The entries below hold a line with "Where can you see the white cloud" and a line with "Where can you see the two-story". Return those lines and all that lie between them, exactly and only.

**********

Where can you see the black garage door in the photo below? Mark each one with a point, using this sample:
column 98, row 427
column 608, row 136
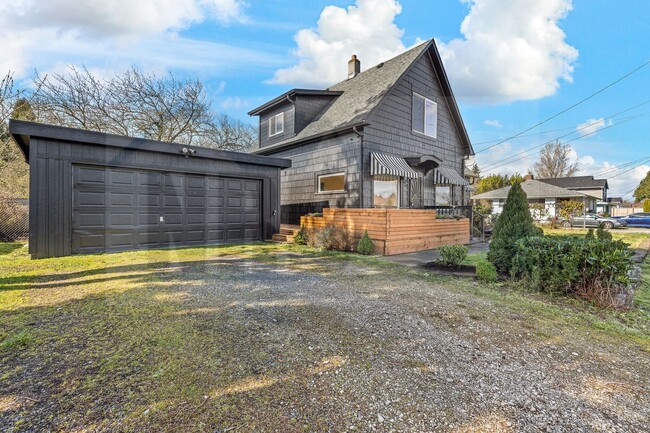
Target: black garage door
column 119, row 209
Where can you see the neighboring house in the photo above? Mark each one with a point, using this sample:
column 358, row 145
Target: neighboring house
column 595, row 189
column 390, row 136
column 541, row 195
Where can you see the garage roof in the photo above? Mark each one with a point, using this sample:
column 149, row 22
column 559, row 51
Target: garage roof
column 23, row 131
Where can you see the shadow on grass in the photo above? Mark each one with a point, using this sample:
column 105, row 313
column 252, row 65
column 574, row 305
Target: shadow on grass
column 9, row 247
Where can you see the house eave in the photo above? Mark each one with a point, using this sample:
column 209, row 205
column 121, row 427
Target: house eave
column 291, row 93
column 304, row 140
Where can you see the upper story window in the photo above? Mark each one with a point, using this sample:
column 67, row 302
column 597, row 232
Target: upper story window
column 276, row 124
column 425, row 116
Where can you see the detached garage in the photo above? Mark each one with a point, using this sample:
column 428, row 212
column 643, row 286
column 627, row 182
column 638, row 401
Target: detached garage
column 96, row 192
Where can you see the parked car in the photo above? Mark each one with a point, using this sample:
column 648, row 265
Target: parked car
column 593, row 220
column 639, row 219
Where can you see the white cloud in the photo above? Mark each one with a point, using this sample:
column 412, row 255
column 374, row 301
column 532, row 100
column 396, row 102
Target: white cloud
column 366, row 29
column 510, row 50
column 591, row 126
column 494, row 123
column 97, row 30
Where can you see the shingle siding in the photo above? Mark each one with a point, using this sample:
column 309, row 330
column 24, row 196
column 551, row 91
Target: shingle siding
column 390, row 129
column 332, row 155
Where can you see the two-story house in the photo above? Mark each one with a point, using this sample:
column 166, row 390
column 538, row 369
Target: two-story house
column 390, row 136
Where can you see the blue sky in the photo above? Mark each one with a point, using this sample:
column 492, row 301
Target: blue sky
column 512, row 63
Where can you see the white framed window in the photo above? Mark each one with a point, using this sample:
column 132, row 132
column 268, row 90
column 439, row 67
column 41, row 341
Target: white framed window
column 276, row 124
column 333, row 182
column 385, row 193
column 425, row 116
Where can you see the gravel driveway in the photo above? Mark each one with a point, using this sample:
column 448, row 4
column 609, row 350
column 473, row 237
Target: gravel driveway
column 317, row 344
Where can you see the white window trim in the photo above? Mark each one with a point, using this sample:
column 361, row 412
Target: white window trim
column 424, row 126
column 271, row 134
column 318, row 177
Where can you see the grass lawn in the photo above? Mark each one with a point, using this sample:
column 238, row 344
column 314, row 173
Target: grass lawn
column 632, row 238
column 269, row 337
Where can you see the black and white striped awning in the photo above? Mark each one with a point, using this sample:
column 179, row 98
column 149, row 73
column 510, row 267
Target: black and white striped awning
column 388, row 165
column 448, row 176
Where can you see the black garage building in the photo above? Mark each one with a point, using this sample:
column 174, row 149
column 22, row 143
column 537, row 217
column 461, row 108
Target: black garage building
column 94, row 192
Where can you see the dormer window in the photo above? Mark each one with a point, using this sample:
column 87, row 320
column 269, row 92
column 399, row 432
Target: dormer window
column 276, row 124
column 425, row 116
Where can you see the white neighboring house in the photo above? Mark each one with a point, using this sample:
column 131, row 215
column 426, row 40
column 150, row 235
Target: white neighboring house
column 538, row 193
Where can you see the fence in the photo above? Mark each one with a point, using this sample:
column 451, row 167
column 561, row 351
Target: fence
column 14, row 219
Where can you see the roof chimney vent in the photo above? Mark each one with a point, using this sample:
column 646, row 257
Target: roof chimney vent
column 354, row 67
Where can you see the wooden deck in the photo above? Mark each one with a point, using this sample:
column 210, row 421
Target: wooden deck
column 395, row 231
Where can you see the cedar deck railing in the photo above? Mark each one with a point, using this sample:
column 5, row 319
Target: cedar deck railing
column 395, row 231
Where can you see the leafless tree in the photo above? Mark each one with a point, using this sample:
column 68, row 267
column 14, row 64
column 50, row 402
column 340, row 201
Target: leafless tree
column 139, row 105
column 554, row 161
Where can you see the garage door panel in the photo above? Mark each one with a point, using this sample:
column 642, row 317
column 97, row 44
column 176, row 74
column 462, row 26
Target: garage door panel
column 172, row 200
column 121, row 177
column 116, row 209
column 90, row 175
column 90, row 219
column 90, row 198
column 121, row 219
column 174, row 181
column 148, row 179
column 121, row 199
column 149, row 200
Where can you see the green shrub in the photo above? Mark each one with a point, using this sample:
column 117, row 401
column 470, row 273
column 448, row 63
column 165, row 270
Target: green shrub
column 452, row 255
column 299, row 238
column 514, row 223
column 365, row 245
column 595, row 269
column 485, row 271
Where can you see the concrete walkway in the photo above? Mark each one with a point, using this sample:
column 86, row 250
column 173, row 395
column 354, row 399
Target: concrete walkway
column 420, row 258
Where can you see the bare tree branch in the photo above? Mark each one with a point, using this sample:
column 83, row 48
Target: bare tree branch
column 554, row 161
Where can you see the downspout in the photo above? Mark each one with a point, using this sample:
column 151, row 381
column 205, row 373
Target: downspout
column 360, row 134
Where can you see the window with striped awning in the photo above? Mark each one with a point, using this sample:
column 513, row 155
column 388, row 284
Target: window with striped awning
column 388, row 165
column 448, row 176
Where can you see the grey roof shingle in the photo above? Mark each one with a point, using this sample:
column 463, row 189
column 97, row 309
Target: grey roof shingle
column 534, row 189
column 362, row 94
column 576, row 182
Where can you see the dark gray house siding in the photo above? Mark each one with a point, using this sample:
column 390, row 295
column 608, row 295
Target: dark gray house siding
column 307, row 108
column 118, row 185
column 340, row 154
column 390, row 129
column 372, row 112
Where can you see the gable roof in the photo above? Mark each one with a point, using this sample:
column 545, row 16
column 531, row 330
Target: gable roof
column 534, row 189
column 577, row 182
column 363, row 93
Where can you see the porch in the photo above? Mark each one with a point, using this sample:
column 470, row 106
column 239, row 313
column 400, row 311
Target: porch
column 395, row 231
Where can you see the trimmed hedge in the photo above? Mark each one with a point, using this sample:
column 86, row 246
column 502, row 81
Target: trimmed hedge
column 594, row 268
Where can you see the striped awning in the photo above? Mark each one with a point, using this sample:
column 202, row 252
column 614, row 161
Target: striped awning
column 448, row 176
column 382, row 165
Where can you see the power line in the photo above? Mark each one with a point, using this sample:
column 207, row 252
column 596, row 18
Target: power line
column 572, row 106
column 514, row 158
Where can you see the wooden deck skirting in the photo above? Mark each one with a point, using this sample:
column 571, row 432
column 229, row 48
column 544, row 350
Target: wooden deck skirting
column 395, row 231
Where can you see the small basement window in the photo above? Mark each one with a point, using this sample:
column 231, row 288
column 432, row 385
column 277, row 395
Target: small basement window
column 276, row 124
column 425, row 116
column 334, row 182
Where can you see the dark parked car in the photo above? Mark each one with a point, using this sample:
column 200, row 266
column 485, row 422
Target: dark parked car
column 593, row 220
column 639, row 219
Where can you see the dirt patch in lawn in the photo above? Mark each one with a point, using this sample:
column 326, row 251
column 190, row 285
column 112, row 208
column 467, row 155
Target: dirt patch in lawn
column 261, row 340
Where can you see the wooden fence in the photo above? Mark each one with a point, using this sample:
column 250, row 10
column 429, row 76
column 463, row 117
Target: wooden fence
column 395, row 231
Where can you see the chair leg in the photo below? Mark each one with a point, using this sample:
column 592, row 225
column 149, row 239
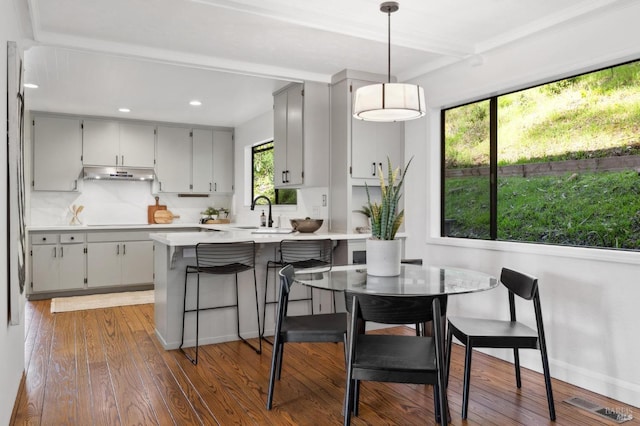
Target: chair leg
column 547, row 381
column 193, row 360
column 448, row 355
column 349, row 396
column 255, row 285
column 516, row 364
column 467, row 379
column 276, row 362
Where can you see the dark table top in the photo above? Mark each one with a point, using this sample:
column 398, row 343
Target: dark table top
column 414, row 280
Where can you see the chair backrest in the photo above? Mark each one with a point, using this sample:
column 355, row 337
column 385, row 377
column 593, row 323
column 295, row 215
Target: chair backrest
column 221, row 256
column 521, row 284
column 394, row 309
column 307, row 253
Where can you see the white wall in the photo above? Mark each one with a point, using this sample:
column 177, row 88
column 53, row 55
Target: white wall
column 589, row 297
column 248, row 134
column 11, row 337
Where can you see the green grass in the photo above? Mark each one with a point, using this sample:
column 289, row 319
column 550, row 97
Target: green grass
column 590, row 209
column 574, row 118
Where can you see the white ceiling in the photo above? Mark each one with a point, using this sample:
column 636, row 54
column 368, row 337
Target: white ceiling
column 94, row 56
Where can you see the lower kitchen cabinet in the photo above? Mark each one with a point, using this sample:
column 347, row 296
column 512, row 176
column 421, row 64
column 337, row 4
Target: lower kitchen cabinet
column 57, row 262
column 116, row 263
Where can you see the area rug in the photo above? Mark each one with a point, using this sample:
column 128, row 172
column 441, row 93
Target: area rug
column 97, row 301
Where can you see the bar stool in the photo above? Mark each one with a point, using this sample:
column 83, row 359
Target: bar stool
column 220, row 259
column 299, row 254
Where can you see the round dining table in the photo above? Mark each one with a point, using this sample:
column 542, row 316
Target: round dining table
column 414, row 280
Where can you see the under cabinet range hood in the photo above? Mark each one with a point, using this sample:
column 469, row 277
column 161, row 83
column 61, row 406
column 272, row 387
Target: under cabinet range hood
column 118, row 173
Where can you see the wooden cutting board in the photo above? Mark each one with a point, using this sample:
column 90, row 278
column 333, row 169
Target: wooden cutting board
column 152, row 209
column 164, row 216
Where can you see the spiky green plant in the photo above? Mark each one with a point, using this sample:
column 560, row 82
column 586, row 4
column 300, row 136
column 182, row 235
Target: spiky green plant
column 385, row 218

**********

Answer to this problem -
Where can you see the white cloud in the photo above? Mark each one with a point, using this sample:
column 412, row 255
column 374, row 301
column 532, row 100
column 396, row 102
Target: white cloud
column 366, row 29
column 510, row 50
column 591, row 126
column 494, row 123
column 97, row 30
Where can you see the shingle siding in the photo above? Mark each one with a point, using this sample:
column 309, row 330
column 24, row 196
column 551, row 91
Target: shingle siding
column 390, row 129
column 332, row 155
Where can you see the two-story house in the photo above? Mark each one with a point, using this sample:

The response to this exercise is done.